━━ Text ━━
Saturday 24 November 2012

IRELAND’S BUDGET......A BETTER WAY TO PLAN THE NATIONS’ FINANCES

Work is now intensifying on the preparation of the budget for 2013.

It is part of a process of reducing the gap between revenue and spending (including spending on interest payments) to   3% of GDP, in accordance with EU rules and the Maastricht Treaty which the Irish people approved in 1992. This reducing of the gap is called ”fiscal consolidation”.

In 2009, the fiscal consolidation was 7.6 billion euros, 
in 2010, 6.4 billion,
in 2011, 6.1 billion, and
in 2012, 3.8 billion.

 
In the budget now under preparation, a consolidation of a further 3.5 billion has to be made for 2013.
For 2014, a consolidation of an extra 3.1 billion euros must be made.
And , finally, to  get on target, yet another consolidation of 2 billion  must be made for 2015.
While these figures show that a consolidation of 22 billion has already been made, and the remaining consolidation is “only” 6.6 billion, the truth is that the further one goes along a road like this, the harder it gets.

The “easy” tax increases or spending reductions are made in the earlier rounds, and the much harder ones tend to get postponed to the later stages. We are now getting to the hard part.

I think there is a strong argument for announcing, upfront next month, a full programme of all the  cuts and tax increases  for all three remaining  years- 2013,2014 and 2015. We should have a three year budget, rather than a one year one.
━━━
━━ Exercise data ━━
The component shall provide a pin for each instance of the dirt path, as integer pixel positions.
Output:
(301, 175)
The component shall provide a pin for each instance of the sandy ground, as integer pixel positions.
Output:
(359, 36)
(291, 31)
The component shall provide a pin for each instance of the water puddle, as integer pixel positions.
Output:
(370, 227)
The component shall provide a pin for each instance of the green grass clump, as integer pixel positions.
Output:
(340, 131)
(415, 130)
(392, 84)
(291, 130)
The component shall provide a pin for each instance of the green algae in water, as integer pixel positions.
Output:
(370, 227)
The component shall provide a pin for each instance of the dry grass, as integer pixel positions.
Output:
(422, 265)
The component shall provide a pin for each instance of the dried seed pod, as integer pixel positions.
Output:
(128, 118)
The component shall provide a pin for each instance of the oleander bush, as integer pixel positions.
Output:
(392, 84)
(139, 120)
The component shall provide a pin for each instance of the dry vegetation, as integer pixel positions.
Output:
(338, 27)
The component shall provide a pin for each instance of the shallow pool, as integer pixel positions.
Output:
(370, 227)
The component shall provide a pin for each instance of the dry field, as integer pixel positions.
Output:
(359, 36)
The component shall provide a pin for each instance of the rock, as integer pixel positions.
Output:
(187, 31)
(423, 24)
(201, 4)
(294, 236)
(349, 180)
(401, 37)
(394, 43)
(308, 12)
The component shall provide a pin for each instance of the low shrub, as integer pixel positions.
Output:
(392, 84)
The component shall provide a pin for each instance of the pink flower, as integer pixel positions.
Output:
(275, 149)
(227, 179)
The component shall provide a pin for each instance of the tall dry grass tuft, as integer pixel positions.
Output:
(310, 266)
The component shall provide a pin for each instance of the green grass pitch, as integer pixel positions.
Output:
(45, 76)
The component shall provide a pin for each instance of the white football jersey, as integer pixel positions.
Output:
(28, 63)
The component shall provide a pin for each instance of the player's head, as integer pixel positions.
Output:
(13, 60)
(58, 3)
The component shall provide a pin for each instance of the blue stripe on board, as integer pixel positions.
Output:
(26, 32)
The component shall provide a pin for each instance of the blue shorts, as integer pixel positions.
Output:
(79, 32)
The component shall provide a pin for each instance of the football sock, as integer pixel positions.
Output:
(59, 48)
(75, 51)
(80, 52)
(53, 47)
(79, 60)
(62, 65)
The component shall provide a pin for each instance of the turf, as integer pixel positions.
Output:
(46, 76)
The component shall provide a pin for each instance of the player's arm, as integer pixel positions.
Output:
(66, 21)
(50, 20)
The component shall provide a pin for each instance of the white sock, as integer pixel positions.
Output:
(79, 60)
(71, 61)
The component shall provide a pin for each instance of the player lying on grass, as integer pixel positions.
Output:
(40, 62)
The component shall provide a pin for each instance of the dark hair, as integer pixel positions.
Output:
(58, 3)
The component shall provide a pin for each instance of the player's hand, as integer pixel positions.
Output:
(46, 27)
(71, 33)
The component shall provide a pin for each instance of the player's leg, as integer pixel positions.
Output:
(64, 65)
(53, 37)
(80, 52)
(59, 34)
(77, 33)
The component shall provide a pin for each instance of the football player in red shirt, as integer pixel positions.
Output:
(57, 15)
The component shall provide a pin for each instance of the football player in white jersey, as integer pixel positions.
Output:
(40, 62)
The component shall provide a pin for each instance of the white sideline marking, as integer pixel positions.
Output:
━━━
Please answer from the budget text: how large a consolidation must be made for 2014?

● **Expected answer**: An extra 3.1 billion euros.